(EXERCISE REQUIREMENTS)
1. Using the byline of the interest rates article below, list every designation or title that follows the author's name.
2. Substitute "traders" for each "investors" in the interest rates article below, and give the passage from "The 10-year yield rises" up to and including "money to bonds." with that change.

(SUPPLIED TEXT)
# # # # #

Why the Stock Market Cares About Interest Rates

By Matt Schaller MBA, CFA, CFP®, advisor

Over the last few weeks, the stock market seems fixated on what the 10-year U.S. Treasury yield is doing.  The recent market volatility is due to, in large part, the sudden rise in the 10-year yield.  Days that see an easing (or slight decline) in the 10-year yield have seen the market soar.

Rising Rates

 The 10-year yield rises when investors anticipate higher economic growth and inflation going forward.  This results in investors selling their bonds when there are more sellers than buyers, and the buyers demand a higher yield (or a lower price for the bond). The Fed can control the shorter-term rates with a combination of asset purchases and adjusting the Fed Funds Rate. However, the 10-year Treasury trades more on market sentiment. Since investors consider Treasury yields to be a “safe” investment, they become especially attractive when rates rise. The result of increasing rates means investors are more likely to take some risk off the table by selling equity positions and rotating an allocation of their money to bonds.

How the 10-year Treasury Impacts the Stock Market      

You may be thinking, rates rise and fall all the time, so why are investors across asset classes concerned this time around?  The main reason behind the attention in recent weeks is due to the nature of how rates have risen.  While rates have risen fairly-quickly, the increase has been somewhat orderly.   All we are really seeing in the news is speculation that rates might rise further and in a disorderly fashion, although this has not happened this far.

# # # # #

(DATA EXCERPTS)

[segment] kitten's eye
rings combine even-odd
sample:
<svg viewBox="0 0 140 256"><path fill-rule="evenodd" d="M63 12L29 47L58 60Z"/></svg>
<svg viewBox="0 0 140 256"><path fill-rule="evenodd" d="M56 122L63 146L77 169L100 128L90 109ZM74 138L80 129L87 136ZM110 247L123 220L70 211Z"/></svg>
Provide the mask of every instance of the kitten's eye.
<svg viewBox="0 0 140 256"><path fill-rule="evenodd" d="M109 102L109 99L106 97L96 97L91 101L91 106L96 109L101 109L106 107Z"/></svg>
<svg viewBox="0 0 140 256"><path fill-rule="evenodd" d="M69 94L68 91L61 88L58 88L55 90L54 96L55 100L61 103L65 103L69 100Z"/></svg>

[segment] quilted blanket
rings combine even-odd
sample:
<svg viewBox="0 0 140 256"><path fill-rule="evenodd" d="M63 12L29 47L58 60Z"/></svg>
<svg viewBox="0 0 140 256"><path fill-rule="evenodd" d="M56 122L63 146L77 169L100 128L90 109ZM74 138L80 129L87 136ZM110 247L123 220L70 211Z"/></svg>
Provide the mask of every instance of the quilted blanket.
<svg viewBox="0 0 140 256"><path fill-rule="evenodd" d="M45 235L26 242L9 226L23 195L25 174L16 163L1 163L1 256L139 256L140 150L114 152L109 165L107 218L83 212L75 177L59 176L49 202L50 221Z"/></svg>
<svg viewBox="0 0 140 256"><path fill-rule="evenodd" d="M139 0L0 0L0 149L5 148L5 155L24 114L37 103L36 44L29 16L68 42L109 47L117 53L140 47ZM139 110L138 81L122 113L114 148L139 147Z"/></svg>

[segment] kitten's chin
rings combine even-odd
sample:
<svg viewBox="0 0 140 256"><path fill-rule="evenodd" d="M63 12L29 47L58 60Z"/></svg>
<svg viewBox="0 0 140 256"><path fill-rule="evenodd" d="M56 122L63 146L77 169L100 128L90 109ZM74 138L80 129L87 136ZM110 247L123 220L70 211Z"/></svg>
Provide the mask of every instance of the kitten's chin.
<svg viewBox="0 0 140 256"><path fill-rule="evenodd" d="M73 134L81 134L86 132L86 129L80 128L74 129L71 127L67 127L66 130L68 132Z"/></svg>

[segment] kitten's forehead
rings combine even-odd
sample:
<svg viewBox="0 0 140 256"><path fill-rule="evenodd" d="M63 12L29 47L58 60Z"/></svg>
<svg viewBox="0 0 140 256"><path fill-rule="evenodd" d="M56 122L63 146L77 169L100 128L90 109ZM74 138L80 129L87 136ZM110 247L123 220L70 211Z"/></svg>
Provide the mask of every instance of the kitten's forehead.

# # # # #

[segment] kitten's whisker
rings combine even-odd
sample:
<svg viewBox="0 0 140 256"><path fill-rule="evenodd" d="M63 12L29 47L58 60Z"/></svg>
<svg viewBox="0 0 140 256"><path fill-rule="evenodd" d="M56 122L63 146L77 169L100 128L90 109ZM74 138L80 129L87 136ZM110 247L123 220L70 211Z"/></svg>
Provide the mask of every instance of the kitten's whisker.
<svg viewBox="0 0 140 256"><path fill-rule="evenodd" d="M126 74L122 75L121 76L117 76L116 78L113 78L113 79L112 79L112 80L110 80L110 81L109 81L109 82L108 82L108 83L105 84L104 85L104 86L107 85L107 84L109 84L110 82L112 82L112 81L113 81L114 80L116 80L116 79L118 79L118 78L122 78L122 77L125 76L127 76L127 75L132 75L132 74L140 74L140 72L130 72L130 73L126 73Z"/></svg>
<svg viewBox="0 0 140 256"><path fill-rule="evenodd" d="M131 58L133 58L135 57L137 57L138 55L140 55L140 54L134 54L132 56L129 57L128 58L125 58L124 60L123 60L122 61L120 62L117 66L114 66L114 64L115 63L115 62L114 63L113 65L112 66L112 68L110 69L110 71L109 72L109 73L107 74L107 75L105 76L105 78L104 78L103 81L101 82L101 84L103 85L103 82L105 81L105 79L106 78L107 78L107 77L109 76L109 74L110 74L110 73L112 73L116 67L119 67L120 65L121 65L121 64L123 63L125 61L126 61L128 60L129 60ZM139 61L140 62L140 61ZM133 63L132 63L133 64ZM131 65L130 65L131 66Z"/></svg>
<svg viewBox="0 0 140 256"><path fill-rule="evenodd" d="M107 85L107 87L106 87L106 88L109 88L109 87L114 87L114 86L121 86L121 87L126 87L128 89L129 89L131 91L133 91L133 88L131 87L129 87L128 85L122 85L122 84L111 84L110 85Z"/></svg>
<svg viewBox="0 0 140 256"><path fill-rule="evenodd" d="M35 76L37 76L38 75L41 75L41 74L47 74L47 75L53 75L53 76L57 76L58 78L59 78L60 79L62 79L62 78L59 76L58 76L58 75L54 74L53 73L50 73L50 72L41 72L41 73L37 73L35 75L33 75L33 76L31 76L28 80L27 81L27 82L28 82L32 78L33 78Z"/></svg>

# # # # #

(LIST OF ANSWERS)
1. MBA, CFA, CFP®, advisor

2.
The 10-year yield rises when traders anticipate higher economic growth and inflation going forward.  This results in traders selling their bonds when there are more sellers than buyers, and the buyers demand a higher yield (or a lower price for the bond). The Fed can control the shorter-term rates with a combination of asset purchases and adjusting the Fed Funds Rate. However, the 10-year Treasury trades more on market sentiment. Since traders consider Treasury yields to be a “safe” investment, they become especially attractive when rates rise. The result of increasing rates means traders are more likely to take some risk off the table by selling equity positions and rotating an allocation of their money to bonds.